(提取文本):
◇ ◇ ◇ ◇ ◇ ◇ ◇

深度神经网络构建指南：从零开始实现多层神经网络-优快云博客

深度神经网络构建指南：从零开始实现多层神经网络

deep-learning-coursera Deep Learning Specialization by Andrew Ng on Coursera. 项目地址: https://gitcode.com/gh_mirrors/de/deep-learning-coursera

深度神经网络是机器学习领域最强大的工具之一，能够解决复杂的非线性问题。本文将带你一步步实现一个完整的深度神经网络，涵盖参数初始化、前向传播、反向传播等重要模块的实现。

神经网络基础概念回顾

在开始构建之前，我们需要明确几个关键概念：

网络层(Layer)：神经网络由多个层组成，包括输入层、隐藏层和输出层
激活函数(Activation Function)：引入非线性因素，常见的有ReLU和Sigmoid
前向传播(Forward Propagation)：数据从输入层流向输出层的过程
反向传播(Backward Propagation)：误差从输出层反向传播以更新参数的过程

参数初始化

两层网络参数初始化

对于简单的两层神经网络(输入层→隐藏层→输出层)，我们需要初始化两组参数：

def initialize_parameters(n_x, n_h, n_y):
    np.random.seed(1)
    W1 = np.random.randn(n_h, n_x) * 0.01  # 隐藏层权重
    b1 = np.zeros((n_h, 1))               # 隐藏层偏置
    W2 = np.random.randn(n_y, n_h) * 0.01  # 输出层权重
    b2 = np.zeros((n_y, 1))               # 输出层偏置
    
    parameters = {"W1": W1, "b1": b1, "W2": W2, "b2": b2}
    return parameters

这里使用随机初始化权重(乘以0.01缩小初始值)和零初始化偏置，这是深度学习中常见的初始化策略。

◇ ◇ ◇ ◇ ◇ ◇ ◇

(待处理数据):

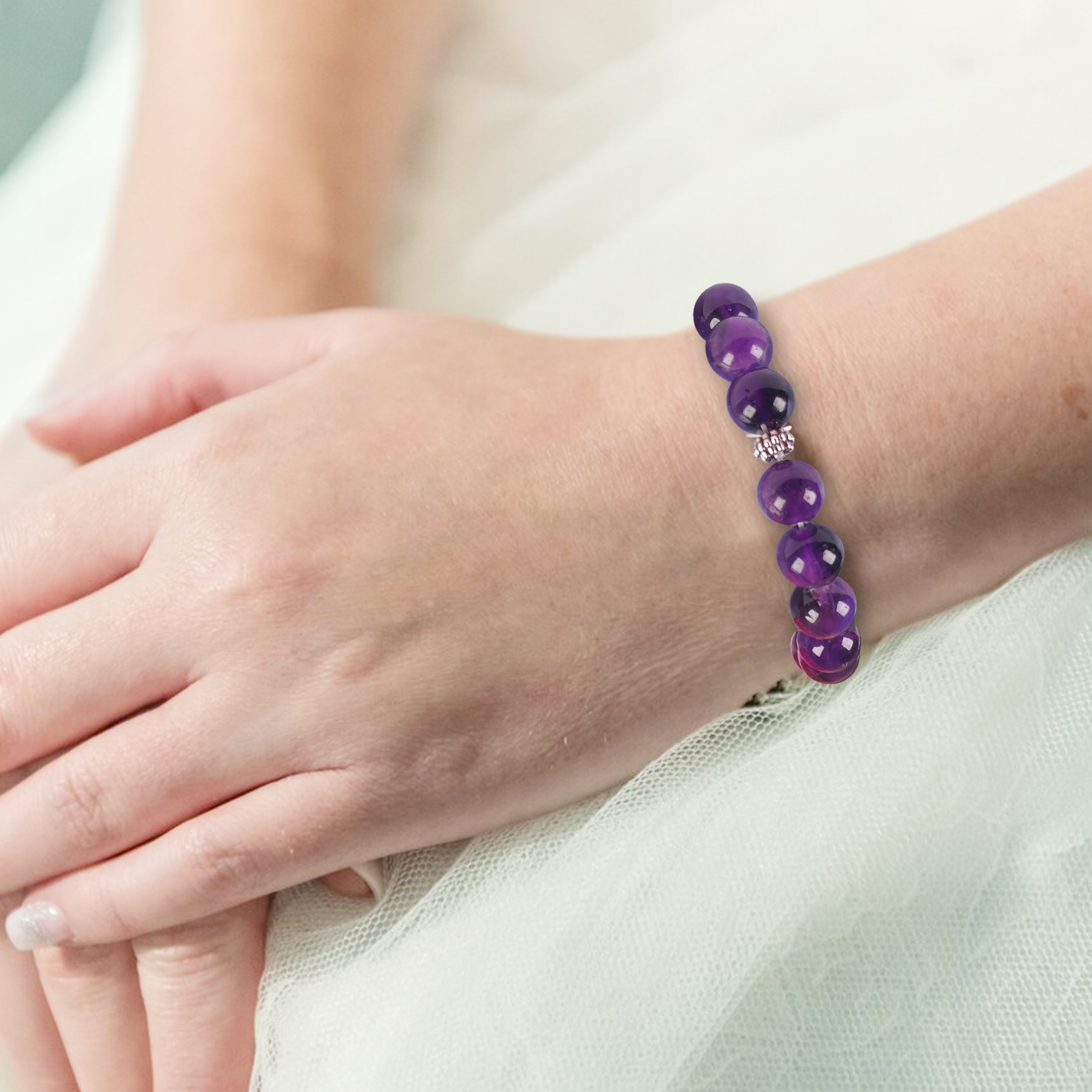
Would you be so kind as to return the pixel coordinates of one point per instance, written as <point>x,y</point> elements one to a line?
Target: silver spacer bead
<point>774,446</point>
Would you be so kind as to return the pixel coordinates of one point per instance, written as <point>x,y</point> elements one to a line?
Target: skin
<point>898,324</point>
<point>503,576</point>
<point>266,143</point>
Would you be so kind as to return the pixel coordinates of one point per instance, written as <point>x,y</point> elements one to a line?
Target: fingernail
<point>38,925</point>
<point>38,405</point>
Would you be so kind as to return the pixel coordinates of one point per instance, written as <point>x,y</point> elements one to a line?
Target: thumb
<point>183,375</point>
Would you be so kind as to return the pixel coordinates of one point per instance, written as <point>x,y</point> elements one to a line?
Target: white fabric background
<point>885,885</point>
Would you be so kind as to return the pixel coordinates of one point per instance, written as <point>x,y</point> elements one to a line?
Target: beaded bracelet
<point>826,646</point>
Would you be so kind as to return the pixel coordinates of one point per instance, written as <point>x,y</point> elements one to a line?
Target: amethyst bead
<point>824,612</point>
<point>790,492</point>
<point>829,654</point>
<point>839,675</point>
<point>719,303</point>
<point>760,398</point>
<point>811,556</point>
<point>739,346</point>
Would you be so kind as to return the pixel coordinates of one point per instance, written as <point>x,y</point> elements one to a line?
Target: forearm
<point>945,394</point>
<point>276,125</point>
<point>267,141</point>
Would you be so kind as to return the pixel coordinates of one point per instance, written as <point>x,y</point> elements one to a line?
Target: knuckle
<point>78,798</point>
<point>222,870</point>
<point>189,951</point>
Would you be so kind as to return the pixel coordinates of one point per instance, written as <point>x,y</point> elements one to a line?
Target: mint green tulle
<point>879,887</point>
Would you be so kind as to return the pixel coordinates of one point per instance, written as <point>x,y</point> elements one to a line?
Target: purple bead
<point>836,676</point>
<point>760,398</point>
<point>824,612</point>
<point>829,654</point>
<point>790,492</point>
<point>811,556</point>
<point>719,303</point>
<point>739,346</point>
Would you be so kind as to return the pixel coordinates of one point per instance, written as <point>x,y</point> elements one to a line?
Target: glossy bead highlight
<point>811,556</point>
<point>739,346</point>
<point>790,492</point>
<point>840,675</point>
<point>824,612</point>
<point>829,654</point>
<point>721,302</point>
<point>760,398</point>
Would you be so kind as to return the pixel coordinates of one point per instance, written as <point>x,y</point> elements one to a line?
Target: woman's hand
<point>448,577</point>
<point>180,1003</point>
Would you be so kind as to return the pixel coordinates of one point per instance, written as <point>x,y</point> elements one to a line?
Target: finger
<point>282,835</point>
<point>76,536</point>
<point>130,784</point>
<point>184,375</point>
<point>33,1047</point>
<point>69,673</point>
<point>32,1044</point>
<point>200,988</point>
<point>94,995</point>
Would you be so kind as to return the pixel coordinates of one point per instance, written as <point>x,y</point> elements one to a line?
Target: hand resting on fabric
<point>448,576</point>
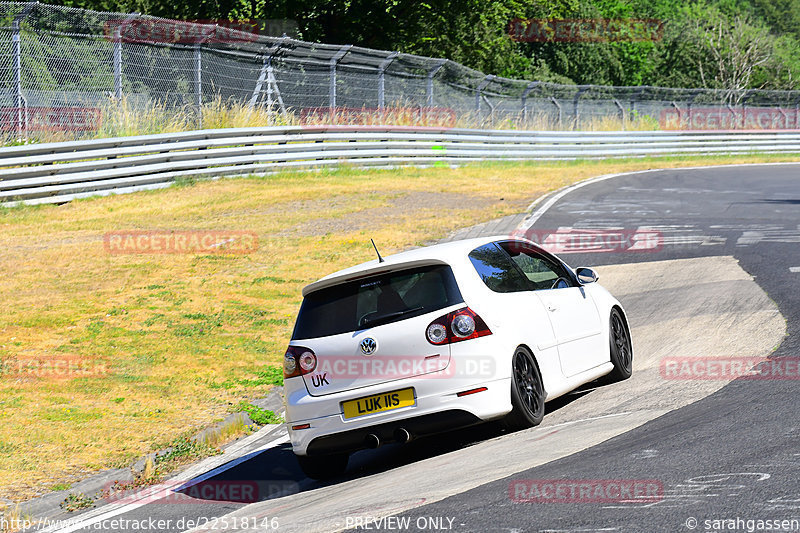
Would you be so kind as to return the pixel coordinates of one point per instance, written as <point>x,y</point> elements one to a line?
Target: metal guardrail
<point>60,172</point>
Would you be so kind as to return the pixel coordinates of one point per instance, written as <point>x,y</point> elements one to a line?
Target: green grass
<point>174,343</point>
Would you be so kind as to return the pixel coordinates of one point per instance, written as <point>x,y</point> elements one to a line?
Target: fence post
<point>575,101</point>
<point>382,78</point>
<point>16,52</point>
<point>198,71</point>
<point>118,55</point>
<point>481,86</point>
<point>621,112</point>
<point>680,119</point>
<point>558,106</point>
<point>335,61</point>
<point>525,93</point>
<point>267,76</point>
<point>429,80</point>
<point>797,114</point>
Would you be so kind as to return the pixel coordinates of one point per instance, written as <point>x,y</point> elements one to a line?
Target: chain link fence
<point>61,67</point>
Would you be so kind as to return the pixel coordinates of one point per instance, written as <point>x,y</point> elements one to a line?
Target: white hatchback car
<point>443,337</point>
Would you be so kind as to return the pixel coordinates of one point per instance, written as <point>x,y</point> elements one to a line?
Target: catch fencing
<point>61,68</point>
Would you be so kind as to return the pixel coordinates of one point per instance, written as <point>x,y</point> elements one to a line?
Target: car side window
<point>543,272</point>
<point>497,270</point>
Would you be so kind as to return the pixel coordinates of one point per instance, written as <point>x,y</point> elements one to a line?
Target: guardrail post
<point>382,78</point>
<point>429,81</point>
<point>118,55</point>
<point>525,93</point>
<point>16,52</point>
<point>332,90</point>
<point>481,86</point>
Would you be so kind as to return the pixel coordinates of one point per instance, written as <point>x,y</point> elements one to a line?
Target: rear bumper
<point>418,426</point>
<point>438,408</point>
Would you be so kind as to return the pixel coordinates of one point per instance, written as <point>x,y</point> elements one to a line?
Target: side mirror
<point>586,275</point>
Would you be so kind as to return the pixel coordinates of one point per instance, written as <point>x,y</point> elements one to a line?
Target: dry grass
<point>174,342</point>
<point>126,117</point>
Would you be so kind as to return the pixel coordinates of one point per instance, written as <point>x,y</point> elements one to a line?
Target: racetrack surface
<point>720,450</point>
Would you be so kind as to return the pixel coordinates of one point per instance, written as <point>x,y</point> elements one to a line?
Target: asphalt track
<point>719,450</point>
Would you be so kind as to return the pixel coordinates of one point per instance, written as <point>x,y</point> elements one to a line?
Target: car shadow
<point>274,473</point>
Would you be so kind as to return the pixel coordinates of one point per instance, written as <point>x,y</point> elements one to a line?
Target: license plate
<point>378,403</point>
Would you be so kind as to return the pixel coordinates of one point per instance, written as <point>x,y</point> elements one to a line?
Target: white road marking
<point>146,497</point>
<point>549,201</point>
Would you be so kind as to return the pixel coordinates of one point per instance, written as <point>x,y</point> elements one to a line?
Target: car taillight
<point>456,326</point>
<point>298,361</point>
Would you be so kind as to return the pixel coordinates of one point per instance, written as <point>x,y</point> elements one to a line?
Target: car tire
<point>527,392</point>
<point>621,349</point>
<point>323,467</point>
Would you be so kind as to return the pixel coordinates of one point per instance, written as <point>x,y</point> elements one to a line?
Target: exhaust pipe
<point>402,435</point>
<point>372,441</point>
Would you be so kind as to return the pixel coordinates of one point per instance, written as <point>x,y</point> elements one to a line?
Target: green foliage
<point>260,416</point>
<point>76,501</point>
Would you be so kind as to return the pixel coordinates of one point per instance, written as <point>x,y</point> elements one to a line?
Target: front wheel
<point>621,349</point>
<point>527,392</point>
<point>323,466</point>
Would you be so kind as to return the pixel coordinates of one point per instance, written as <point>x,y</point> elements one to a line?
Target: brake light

◇ ◇ ◇ ◇ ◇ ◇ ◇

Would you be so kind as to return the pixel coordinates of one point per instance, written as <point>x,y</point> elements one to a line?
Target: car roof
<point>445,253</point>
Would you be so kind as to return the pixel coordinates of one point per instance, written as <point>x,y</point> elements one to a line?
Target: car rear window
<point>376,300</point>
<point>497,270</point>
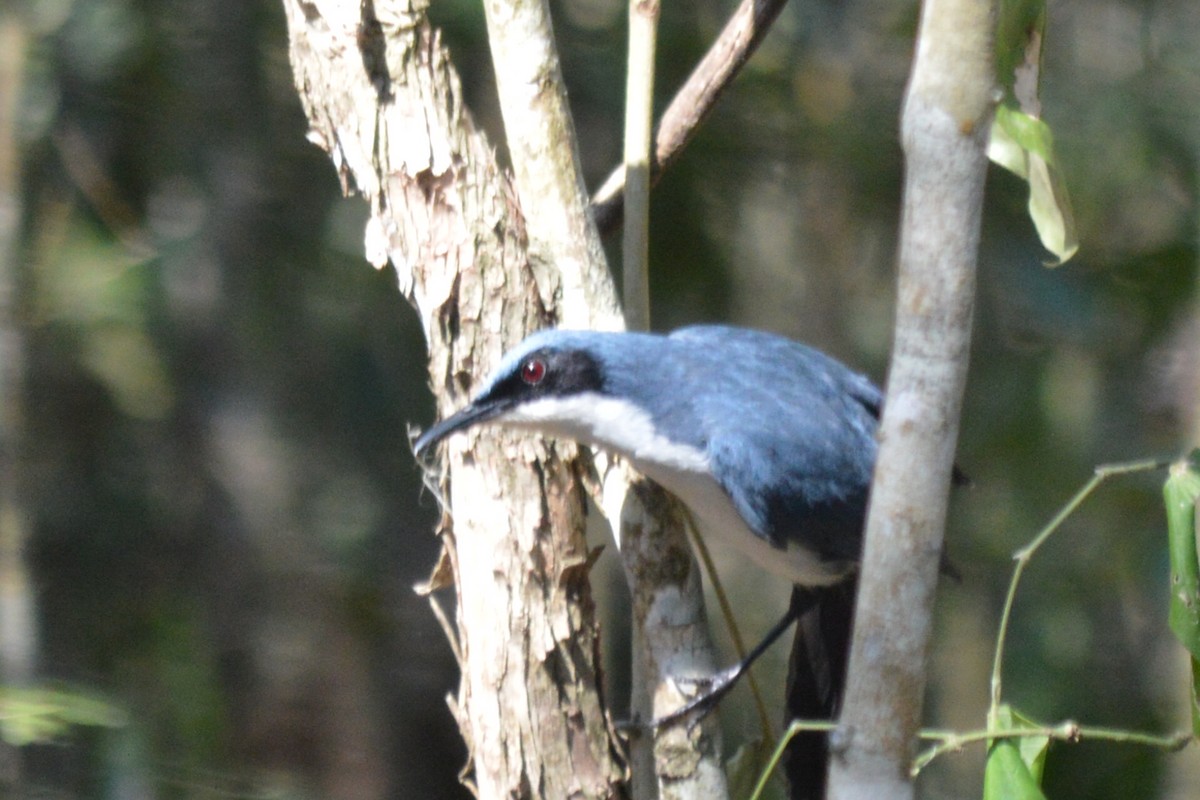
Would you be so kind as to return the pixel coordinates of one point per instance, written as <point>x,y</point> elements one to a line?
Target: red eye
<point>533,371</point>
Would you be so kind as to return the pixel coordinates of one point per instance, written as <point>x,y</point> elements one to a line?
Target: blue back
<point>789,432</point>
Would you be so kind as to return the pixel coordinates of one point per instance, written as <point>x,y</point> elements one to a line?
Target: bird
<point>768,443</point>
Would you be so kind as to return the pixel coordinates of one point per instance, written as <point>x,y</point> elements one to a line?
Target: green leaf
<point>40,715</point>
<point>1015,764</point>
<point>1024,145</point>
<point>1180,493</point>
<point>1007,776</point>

◇ ◇ ◇ ◇ ◇ ◇ ◇

(任务要求 1):
根据深度神经网络构建指南回答：
(a) 文中提到常见的激活函数有哪两种？
(b) 初始化权重时，随机值要乘以多少来缩小初始值？
(c) 文中给出的项目地址是什么？
(任务要求 2):
列出记录中所有含有字符串“green”的行，大小写需一致。

(输出结果 1):
(a) ReLU和Sigmoid
(b) 0.01
(c) https://gitcode.com/gh_mirrors/de/deep-learning-coursera

(输出结果 2):
Target: mint green tulle
Target: green grass
Target: green foliage
Target: green leaf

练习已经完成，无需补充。